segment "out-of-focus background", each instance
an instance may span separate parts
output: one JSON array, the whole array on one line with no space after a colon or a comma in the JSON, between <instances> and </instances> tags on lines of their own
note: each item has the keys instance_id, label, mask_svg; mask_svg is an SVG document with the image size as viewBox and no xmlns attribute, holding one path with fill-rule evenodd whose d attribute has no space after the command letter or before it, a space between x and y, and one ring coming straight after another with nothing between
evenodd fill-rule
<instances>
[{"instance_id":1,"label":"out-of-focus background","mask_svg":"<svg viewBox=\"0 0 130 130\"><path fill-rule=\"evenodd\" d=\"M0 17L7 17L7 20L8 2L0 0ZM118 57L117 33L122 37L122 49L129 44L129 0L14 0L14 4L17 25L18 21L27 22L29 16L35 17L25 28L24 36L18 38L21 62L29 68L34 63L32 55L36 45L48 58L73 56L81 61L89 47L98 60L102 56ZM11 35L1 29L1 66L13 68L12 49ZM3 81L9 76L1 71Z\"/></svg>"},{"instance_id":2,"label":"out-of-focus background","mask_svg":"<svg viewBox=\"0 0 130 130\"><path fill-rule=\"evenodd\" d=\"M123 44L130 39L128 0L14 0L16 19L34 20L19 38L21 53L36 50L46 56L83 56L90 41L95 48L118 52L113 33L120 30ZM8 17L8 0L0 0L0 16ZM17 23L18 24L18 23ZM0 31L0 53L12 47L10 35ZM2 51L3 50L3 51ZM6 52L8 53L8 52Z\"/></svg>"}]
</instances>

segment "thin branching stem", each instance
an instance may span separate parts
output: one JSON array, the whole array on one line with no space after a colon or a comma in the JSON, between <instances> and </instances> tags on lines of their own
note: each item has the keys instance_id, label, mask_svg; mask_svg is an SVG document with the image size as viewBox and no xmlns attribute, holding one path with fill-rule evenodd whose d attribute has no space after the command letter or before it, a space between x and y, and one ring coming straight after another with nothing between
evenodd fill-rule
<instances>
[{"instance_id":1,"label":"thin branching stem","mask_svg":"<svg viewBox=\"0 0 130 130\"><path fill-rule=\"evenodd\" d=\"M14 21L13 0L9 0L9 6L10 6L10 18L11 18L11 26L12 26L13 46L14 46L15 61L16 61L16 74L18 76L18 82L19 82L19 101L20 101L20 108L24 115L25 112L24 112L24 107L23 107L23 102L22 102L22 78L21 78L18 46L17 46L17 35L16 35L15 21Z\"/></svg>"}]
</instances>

┄┄┄┄┄┄┄┄┄┄┄┄┄┄┄┄┄┄┄┄

**EXERCISE PROMPT:**
Copy all the data above again, but replace "separate parts" with "disconnected parts" everywhere it appears and leave everything else the same.

**ANSWER TO THIS TASK:**
segment "out-of-focus background", each instance
an instance may span disconnected parts
output: one JSON array, the whole array on one line with no space after a colon or a comma in the JSON, between <instances> and </instances> tags on lines of their own
note: each item has the keys instance_id, label, mask_svg; mask_svg is an SVG document with the image size as viewBox and no xmlns attribute, holding one path with fill-rule evenodd whose d attribute has no space after the command letter or before it, a space between x and y, and one ring coming straight after another with nothing between
evenodd fill-rule
<instances>
[{"instance_id":1,"label":"out-of-focus background","mask_svg":"<svg viewBox=\"0 0 130 130\"><path fill-rule=\"evenodd\" d=\"M0 17L7 17L7 20L8 2L0 0ZM118 57L117 33L122 37L122 49L129 44L129 0L14 0L14 4L17 25L18 21L27 22L29 16L35 17L25 28L24 36L18 38L21 62L29 68L34 63L32 55L36 45L48 58L73 56L81 61L89 47L98 60L102 56ZM11 35L1 29L1 66L13 68L12 49ZM3 81L9 76L1 71Z\"/></svg>"},{"instance_id":2,"label":"out-of-focus background","mask_svg":"<svg viewBox=\"0 0 130 130\"><path fill-rule=\"evenodd\" d=\"M123 44L130 39L128 0L14 0L16 19L34 20L19 38L21 53L36 50L46 56L83 56L90 41L95 48L118 52L113 33L120 30ZM8 17L8 0L0 0L0 16ZM17 23L18 24L18 23ZM0 31L0 53L12 47L10 35ZM2 51L3 50L3 51ZM6 52L8 53L8 52Z\"/></svg>"}]
</instances>

segment "thin branching stem", each instance
an instance may span disconnected parts
output: one JSON array, the whole array on one line with no space after a colon or a comma in the JSON, between <instances> and </instances> tags on lines of their own
note: each item has the keys instance_id, label, mask_svg; mask_svg is an SVG document with the image size as viewBox and no xmlns attribute, holding one path with fill-rule evenodd whose d attribute has no space after the command letter or before it, a space between x and y, and one ring coming straight after another with nothing between
evenodd fill-rule
<instances>
[{"instance_id":1,"label":"thin branching stem","mask_svg":"<svg viewBox=\"0 0 130 130\"><path fill-rule=\"evenodd\" d=\"M14 21L13 0L9 0L9 6L10 6L10 18L11 18L11 26L12 26L13 46L14 46L15 61L16 61L16 74L18 76L18 82L19 82L19 101L20 101L20 108L24 115L25 112L24 112L24 107L23 107L23 102L22 102L22 78L21 78L18 46L17 46L17 35L16 35L15 21Z\"/></svg>"}]
</instances>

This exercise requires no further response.